**PASSAGE PROVIDED:**
------------------------------------
> You're ignoring my point that you should stop sending [signed] spam email
by interpreting it as "stop signing email".

Yeah, if only we had a 100% accurate way to tell spam/ham for every single
message.

> These emails were DKIM signed by the sender; except for the ones with
> additional unsigned headers the signature has not been hijacked. The
> sender has DKIM signed a spam email.

Oversigning is supposed to break the additional unsigned headers.

> If you are unwilling to moderate spam email from new accounts before
> DKIM signing their email with your own domain then I suggest you use a
> separate DKIM selector for each of them so that you can revoke them
> quickly. This does not require additional keys because the selector name
> is covered by the signature.

That's a good idea, thanks. We're looking into how to implement that on our
side.
------------------------------------
**MATERIAL SHOWN:**
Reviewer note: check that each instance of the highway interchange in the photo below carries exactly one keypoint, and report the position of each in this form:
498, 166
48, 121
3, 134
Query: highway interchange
------------------------------------
**DIRECTIONS:**
1. Copy out the part of the email exchange about DKIM signing that opens with the words containing "Yeah, if only" and closes with "additional unsigned headers.", but swap "Oversigning" for "Signing those headers twice".
2. Continue the email exchange about DKIM-signed spam past its last line.

**OUTPUTS FOR THE TASKS:**
1.
Yeah, if only we had a 100% accurate way to tell spam/ham for every single
message.

> These emails were DKIM signed by the sender; except for the ones with
> additional unsigned headers the signature has not been hijacked. The
> sender has DKIM signed a spam email.

Signing those headers twice is supposed to break the additional unsigned headers.

2.
[image: Sender] Edgar Vaitkevičius, founder / CEO
ed...@sender.net




On Wed, Mar 2, 2022 at 8:57 PM Simon Arlott via mailop <mailop@mailop.org>
wrote:

> On 02/03/2022 18:09, Edgaras | SENDER wrote:
> >> No, that's quite clearly not literally true. Stop DKIM signing the spam
> > email and the problem goes away.
> > Yep, and go directly against all the best email practices, guidelines and
> > so on.
>
> You're ignoring my point that you should stop sending [signed] spam
> email by interpreting it as "stop signing email".
>
> >> You may not like it but Google is implementing DMARC correctly if the
> > DKIM signature is still valid.
> > The point is not their implementation of DMARC. It's how they handle
> > messages from obvious spam sources, which funnily enough don't satisfy
> any
> > of their own guidelines https://support.google.com/mail/answer/81126,
> > except for a hijacked DKIM signature.
>
> These emails were DKIM signed by the sender; except for the ones with
> additional unsigned headers the signature has not been hijacked. The
> sender has DKIM signed a spam email.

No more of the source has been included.